Assigned task - The response should contain only those lines of the entries below that include the string "BATCH".

Data extract -

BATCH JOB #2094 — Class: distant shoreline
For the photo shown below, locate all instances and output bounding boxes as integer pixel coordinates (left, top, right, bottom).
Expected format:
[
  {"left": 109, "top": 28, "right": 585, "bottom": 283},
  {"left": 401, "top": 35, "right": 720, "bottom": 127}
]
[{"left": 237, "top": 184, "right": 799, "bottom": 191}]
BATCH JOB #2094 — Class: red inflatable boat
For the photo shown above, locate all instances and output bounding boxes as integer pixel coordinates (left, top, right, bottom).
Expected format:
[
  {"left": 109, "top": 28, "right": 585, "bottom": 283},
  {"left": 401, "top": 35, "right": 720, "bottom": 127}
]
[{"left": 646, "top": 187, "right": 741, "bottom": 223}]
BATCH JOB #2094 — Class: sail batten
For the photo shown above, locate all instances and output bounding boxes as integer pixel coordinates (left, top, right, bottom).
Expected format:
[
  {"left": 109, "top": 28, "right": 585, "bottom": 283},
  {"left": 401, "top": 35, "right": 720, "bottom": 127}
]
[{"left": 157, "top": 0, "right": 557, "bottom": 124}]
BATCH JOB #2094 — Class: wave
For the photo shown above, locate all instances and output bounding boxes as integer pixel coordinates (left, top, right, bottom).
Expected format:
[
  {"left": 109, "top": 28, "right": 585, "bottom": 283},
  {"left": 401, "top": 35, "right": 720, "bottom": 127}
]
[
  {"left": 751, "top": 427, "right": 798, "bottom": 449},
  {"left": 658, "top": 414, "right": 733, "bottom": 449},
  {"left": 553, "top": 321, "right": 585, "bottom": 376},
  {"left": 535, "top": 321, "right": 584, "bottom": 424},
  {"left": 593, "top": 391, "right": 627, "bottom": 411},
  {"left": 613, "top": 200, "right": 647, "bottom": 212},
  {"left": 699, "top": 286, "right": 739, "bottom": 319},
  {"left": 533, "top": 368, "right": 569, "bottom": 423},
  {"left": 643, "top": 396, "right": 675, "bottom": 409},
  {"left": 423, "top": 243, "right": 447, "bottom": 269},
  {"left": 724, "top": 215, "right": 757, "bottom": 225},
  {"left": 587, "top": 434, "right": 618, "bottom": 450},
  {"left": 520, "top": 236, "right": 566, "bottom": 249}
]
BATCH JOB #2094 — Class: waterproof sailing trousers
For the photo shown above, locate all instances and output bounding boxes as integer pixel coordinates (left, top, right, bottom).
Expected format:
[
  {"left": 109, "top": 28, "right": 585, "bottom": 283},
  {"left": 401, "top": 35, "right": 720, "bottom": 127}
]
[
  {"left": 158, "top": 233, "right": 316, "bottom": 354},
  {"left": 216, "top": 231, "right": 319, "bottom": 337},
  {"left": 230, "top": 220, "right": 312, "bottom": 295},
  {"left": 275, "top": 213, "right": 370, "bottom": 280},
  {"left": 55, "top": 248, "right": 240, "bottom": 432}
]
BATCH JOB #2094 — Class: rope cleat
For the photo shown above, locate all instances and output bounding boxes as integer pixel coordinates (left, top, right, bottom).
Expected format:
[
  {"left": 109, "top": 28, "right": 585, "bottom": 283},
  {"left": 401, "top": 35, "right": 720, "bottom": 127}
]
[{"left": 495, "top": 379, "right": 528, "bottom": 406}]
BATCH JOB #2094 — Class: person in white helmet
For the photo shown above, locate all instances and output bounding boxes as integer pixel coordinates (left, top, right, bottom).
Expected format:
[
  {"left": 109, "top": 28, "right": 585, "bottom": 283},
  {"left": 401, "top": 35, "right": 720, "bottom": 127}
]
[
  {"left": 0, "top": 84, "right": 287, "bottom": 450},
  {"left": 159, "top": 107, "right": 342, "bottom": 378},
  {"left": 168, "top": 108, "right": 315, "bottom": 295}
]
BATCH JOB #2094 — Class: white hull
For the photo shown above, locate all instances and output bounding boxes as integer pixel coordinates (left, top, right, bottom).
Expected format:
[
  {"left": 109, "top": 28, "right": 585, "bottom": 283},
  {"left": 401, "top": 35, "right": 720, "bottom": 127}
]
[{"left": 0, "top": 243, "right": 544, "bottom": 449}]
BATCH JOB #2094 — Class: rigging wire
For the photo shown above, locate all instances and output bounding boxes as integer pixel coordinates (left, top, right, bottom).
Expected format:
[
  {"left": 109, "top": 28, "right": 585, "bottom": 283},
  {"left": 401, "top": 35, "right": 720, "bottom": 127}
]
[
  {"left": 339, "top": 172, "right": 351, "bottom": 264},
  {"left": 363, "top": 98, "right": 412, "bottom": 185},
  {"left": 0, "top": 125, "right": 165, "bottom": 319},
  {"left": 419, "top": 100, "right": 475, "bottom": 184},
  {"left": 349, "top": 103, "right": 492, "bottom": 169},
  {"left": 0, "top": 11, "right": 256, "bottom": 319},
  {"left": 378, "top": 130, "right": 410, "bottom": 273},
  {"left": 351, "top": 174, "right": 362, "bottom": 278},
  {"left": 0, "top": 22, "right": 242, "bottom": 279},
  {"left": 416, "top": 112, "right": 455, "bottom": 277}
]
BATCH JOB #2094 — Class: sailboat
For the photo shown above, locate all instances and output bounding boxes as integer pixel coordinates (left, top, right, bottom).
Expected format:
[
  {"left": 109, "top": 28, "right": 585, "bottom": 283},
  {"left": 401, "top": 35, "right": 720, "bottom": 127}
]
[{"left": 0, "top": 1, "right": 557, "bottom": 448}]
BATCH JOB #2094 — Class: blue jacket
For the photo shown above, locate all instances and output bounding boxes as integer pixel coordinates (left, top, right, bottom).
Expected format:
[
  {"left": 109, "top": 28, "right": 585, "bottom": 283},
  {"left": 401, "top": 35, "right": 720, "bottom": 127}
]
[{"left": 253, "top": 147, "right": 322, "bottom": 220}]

Exercise result -
BATCH JOB #2094 — Class: distant shoreline
BATCH JOB #2094 — Class: red inflatable boat
BATCH JOB #2094 — Class: sail batten
BATCH JOB #2094 — Class: wave
BATCH JOB #2094 — Class: waterproof sailing trousers
BATCH JOB #2094 — Class: rope cleat
BATCH JOB #2094 — Class: person in white helmet
BATCH JOB #2094 — Class: white hull
BATCH JOB #2094 — Class: rigging wire
BATCH JOB #2094 — Class: sailboat
BATCH JOB #2094 — Class: blue jacket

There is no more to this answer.